### Information supplied ###

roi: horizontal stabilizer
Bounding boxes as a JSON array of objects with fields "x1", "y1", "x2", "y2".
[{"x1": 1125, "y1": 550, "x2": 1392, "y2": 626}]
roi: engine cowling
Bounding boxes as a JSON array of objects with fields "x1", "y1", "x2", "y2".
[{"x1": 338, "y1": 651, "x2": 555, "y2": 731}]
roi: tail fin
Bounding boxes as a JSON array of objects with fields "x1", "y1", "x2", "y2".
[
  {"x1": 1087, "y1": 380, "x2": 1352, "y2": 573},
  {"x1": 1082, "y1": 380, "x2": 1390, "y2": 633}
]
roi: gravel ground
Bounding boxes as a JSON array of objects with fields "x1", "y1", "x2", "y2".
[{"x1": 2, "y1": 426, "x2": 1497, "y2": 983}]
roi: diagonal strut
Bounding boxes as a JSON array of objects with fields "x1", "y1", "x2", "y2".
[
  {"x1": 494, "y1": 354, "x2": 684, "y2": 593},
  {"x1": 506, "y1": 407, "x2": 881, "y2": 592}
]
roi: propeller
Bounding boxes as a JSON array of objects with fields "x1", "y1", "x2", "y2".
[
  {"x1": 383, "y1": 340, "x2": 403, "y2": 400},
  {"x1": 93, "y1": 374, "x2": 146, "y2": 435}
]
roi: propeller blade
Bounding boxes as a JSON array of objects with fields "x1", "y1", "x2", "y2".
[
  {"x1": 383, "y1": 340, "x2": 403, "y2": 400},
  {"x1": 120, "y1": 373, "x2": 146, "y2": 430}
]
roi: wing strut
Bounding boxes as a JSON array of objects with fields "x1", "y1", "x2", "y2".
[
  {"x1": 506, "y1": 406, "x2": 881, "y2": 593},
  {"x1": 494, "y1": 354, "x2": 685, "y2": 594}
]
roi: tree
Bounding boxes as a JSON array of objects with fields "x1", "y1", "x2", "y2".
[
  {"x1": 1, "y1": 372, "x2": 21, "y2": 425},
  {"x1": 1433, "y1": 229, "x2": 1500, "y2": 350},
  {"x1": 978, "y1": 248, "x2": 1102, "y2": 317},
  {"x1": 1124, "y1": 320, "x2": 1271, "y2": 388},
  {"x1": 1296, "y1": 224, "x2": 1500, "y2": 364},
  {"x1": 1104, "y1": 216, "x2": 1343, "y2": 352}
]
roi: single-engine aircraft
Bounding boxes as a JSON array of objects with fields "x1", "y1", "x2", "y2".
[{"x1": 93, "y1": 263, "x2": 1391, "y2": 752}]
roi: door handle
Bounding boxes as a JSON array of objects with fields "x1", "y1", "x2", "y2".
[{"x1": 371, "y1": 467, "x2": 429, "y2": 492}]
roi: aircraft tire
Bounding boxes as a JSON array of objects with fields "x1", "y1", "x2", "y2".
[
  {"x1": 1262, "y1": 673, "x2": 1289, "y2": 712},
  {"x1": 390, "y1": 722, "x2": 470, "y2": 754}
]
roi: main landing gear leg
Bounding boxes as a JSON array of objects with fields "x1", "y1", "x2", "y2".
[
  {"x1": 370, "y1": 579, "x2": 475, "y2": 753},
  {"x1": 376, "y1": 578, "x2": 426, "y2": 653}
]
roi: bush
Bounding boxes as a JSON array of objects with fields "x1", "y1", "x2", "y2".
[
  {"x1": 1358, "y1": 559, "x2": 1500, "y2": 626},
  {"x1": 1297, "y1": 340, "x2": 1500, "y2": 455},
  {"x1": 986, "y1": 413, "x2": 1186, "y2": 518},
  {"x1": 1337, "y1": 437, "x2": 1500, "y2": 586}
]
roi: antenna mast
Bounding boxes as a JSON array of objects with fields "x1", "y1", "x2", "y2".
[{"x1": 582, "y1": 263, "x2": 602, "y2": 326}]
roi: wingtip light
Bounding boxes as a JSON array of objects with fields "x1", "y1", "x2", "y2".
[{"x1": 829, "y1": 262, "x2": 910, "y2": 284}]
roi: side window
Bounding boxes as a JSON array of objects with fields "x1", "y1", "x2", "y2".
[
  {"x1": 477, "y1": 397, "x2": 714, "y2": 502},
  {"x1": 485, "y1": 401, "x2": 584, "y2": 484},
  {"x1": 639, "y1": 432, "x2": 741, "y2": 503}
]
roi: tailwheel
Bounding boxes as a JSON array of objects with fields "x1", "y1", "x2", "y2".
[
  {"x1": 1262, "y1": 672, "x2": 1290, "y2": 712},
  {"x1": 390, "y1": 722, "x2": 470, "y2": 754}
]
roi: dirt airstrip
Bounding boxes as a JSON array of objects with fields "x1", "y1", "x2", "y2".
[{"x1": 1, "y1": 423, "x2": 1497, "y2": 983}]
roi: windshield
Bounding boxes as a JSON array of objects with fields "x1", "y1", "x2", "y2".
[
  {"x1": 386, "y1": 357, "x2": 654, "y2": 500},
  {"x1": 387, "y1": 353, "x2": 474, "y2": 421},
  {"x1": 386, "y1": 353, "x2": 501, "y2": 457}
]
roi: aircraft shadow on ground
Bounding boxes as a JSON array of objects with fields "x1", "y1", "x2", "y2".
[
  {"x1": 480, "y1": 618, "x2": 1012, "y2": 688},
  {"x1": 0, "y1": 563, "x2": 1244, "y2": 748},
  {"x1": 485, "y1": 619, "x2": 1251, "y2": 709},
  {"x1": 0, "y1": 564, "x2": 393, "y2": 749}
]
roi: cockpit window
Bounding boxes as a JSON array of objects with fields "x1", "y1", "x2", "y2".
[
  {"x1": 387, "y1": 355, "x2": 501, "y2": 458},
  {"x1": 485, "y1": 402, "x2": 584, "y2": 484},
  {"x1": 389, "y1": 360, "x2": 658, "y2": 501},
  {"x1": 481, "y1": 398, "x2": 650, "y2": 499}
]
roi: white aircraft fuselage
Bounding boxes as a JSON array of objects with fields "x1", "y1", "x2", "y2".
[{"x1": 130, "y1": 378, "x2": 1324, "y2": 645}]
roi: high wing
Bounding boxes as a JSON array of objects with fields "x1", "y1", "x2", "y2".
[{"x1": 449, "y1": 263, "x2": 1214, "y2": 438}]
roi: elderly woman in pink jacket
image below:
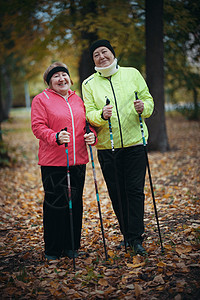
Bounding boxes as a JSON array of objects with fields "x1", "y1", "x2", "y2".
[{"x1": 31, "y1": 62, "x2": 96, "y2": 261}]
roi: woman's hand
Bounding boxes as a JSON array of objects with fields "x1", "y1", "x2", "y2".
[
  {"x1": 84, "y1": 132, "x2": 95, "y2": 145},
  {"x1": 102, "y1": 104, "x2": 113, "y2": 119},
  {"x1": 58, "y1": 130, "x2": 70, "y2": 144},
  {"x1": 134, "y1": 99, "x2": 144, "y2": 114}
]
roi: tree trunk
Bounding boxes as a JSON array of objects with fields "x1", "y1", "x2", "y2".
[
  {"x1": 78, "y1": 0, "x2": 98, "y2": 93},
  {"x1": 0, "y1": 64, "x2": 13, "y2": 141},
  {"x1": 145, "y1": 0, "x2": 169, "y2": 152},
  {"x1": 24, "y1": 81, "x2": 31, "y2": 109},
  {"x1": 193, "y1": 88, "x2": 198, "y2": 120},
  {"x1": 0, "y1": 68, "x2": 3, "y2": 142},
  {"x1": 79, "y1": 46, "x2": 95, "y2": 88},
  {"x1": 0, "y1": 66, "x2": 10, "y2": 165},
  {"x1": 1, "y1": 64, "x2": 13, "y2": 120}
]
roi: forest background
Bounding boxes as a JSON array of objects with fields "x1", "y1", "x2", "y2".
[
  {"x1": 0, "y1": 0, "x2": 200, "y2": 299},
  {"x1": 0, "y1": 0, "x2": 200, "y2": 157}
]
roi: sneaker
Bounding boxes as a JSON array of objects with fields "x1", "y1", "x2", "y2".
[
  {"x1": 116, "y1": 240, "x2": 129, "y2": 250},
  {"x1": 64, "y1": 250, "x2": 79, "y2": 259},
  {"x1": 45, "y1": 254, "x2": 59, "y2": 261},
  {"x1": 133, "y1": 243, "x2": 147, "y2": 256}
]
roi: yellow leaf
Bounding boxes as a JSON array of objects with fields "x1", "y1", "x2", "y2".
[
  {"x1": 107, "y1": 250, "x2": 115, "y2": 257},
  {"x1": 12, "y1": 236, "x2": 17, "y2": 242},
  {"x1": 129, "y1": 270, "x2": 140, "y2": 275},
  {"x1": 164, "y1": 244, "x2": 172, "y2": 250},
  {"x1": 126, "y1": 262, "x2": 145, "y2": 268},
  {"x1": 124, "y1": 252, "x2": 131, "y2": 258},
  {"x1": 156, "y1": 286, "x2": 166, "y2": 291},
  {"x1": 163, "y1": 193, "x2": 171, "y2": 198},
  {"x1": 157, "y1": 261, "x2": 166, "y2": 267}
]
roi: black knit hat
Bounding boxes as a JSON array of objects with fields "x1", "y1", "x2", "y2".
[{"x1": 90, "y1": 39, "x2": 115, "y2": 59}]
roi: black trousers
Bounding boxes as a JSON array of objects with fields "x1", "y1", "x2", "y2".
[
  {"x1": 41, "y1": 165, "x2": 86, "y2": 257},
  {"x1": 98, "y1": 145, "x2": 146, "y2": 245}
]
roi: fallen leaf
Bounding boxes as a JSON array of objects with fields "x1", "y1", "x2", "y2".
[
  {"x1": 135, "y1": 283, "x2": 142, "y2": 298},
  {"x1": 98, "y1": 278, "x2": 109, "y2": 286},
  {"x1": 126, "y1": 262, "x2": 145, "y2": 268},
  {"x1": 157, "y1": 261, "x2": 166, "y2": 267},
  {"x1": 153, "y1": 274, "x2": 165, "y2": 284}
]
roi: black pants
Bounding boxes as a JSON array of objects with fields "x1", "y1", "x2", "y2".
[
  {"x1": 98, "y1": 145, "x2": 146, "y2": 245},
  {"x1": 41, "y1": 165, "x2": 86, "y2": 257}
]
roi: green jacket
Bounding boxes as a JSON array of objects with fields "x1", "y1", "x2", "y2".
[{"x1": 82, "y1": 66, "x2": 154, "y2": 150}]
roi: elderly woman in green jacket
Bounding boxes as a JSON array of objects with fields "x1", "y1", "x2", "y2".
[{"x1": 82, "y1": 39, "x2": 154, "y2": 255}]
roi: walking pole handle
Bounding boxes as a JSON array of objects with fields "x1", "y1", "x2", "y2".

###
### Information supplied ###

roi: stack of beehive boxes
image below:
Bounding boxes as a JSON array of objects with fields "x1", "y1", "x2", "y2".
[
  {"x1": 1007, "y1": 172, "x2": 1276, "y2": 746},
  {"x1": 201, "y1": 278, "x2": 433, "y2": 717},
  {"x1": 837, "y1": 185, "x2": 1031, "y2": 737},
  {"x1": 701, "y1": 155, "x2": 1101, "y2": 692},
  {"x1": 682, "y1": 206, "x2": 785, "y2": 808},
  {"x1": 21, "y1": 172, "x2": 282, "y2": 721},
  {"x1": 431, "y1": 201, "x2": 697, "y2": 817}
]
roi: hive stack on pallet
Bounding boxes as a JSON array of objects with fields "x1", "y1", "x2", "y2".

###
### Information supplied ###

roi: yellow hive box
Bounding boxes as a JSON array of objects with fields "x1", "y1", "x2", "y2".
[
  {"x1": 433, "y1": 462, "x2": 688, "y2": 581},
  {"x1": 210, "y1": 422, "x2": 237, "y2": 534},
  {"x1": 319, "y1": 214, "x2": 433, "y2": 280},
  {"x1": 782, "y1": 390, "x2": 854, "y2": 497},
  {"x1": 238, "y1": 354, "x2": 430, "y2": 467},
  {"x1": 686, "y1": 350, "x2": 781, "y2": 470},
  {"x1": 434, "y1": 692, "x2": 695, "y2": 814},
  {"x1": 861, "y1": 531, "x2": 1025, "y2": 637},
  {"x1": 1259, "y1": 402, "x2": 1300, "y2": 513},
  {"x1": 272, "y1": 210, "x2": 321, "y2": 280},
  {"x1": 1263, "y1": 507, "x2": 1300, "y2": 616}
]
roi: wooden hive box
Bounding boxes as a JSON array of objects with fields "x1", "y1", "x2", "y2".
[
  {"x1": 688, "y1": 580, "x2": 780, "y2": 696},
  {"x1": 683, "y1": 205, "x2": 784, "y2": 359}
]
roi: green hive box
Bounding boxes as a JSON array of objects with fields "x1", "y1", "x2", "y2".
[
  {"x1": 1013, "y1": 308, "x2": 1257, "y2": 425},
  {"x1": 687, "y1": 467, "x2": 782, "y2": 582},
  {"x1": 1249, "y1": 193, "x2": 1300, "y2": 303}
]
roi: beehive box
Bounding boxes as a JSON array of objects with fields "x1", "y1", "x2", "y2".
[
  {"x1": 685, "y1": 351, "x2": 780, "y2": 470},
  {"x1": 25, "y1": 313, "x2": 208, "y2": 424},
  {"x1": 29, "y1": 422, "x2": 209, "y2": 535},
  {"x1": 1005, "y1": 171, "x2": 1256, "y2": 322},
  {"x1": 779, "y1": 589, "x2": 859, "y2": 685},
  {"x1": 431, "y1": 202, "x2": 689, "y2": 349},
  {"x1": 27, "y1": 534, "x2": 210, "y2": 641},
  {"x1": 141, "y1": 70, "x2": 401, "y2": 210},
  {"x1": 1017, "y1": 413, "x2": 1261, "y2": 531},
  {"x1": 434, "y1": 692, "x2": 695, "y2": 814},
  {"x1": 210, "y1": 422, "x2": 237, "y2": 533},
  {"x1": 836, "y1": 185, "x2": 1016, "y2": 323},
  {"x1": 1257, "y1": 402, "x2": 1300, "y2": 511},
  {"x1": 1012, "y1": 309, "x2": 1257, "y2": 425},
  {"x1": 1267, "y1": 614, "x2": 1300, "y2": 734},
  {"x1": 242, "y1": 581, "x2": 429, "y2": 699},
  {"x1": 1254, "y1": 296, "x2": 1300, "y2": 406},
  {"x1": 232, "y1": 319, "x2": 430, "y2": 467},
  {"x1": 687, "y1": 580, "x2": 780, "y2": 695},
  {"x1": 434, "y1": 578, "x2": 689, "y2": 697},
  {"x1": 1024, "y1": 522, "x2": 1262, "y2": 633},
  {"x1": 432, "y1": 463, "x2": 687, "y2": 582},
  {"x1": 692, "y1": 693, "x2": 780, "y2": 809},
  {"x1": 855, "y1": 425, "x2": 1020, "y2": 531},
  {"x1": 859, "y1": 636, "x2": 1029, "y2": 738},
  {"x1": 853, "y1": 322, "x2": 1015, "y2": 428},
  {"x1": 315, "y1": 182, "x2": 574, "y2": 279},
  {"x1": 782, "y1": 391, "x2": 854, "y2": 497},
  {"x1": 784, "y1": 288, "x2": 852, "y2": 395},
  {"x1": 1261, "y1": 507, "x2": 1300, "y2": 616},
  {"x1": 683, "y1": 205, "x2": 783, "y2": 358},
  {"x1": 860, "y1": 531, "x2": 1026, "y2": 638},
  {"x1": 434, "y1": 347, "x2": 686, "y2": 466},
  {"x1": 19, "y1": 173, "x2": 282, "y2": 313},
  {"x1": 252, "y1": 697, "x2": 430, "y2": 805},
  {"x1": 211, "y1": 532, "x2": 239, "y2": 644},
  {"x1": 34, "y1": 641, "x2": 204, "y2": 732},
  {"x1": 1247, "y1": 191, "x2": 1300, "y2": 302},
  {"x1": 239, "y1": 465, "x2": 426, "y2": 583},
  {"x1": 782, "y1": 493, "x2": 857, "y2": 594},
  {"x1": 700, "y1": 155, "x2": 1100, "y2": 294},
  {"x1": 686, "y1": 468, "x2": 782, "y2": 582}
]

###

§ About this task:
Within the data above, how many lines include the string "woman"? Answer with the number by itself.

§ Output of the task:
3